TASK STATEMENT. Resize the data between the line holding "I'm doing an inventory. Do you see any gray" and the line holding "194, 233, 285, 247", inclusive, by writing every line out again, with each bounding-box coordinate in the answers multiplied by 2.1 and rounded to a whole number, halves up. Keep the request line unchanged, including its reference coordinates.

AVAILABLE DATA.
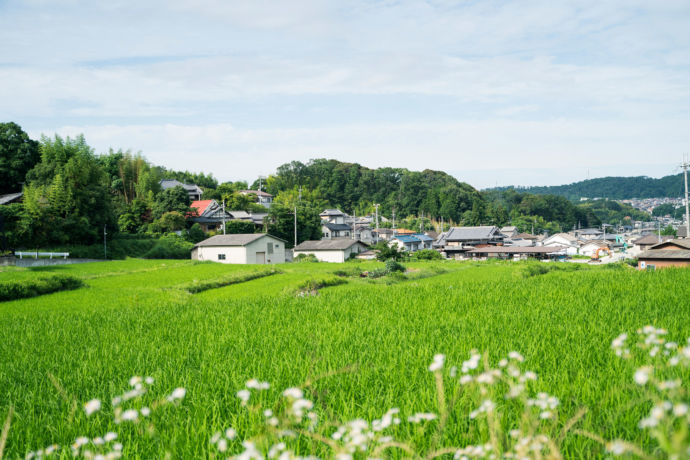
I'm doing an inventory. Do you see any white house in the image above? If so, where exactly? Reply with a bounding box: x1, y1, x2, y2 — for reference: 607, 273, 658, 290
192, 233, 285, 264
542, 233, 580, 256
293, 238, 369, 263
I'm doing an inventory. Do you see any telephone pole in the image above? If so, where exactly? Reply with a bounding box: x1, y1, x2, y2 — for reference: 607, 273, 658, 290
680, 157, 690, 238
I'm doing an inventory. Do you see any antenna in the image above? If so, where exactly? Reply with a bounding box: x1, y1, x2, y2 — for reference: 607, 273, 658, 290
680, 155, 690, 238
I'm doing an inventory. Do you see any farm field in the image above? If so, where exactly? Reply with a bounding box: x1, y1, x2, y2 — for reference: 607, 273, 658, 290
0, 260, 690, 458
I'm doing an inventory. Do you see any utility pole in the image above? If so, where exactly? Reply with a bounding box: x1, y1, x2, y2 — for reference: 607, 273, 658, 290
681, 157, 690, 238
223, 198, 225, 235
374, 203, 379, 243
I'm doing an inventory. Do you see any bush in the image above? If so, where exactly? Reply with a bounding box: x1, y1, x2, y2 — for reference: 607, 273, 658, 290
414, 249, 442, 260
0, 275, 83, 301
143, 233, 194, 259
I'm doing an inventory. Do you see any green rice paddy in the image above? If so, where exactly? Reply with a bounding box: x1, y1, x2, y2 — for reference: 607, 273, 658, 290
0, 260, 690, 458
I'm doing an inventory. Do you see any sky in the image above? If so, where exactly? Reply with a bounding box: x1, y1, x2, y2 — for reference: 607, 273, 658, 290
0, 0, 690, 188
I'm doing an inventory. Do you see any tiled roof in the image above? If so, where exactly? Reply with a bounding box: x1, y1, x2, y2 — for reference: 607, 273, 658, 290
295, 238, 369, 251
194, 233, 284, 247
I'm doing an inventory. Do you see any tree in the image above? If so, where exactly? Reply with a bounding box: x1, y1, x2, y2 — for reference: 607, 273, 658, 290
268, 201, 321, 248
661, 224, 676, 237
151, 185, 190, 220
0, 122, 41, 194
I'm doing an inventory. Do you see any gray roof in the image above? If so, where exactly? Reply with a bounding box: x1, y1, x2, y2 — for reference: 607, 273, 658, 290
295, 238, 369, 251
319, 209, 345, 216
467, 246, 565, 254
323, 222, 352, 232
637, 249, 690, 260
445, 226, 502, 241
0, 192, 24, 204
194, 233, 285, 247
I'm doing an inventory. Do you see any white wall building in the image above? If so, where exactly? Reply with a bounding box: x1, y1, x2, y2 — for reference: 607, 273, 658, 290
293, 238, 369, 263
192, 233, 285, 264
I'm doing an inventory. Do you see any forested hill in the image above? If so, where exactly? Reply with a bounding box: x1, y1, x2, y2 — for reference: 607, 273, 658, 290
492, 174, 684, 200
265, 159, 482, 222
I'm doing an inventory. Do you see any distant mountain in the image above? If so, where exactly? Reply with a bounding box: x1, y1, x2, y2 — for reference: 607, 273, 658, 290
489, 174, 684, 200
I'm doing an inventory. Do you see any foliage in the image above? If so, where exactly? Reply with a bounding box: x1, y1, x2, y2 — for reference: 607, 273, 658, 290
494, 174, 683, 200
225, 220, 256, 233
661, 224, 677, 237
19, 136, 116, 246
0, 122, 41, 195
265, 159, 481, 222
0, 274, 83, 302
143, 233, 194, 259
187, 223, 206, 244
268, 201, 322, 248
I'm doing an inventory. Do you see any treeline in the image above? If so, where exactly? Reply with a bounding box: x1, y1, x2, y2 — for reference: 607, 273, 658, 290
492, 174, 684, 200
253, 159, 483, 225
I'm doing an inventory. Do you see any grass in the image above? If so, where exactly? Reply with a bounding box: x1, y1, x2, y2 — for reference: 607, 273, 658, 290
0, 260, 690, 458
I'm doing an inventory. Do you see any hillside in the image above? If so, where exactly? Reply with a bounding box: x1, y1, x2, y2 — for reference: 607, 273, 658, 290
490, 174, 683, 200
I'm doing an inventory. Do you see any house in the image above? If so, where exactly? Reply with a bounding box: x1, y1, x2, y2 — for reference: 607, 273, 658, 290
292, 238, 369, 263
372, 228, 394, 241
160, 179, 204, 201
575, 228, 604, 240
187, 200, 234, 232
0, 192, 24, 205
192, 233, 285, 264
388, 235, 422, 252
580, 240, 611, 257
319, 209, 347, 224
465, 246, 567, 260
321, 221, 352, 240
237, 190, 273, 208
501, 225, 519, 238
633, 234, 673, 252
355, 249, 379, 260
541, 233, 580, 256
637, 238, 690, 270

RESPONSE TO THIS TASK.
I'm doing an inventory. Do you see any gray roof in the image above? If so, where exactly? Reply with a bounding box: x1, y1, x2, y2 — for reference: 607, 273, 658, 290
620, 500, 775, 527
670, 439, 725, 454
981, 517, 1187, 533
678, 466, 739, 487
1338, 523, 1449, 546
935, 475, 1054, 506
0, 403, 50, 428
407, 489, 599, 519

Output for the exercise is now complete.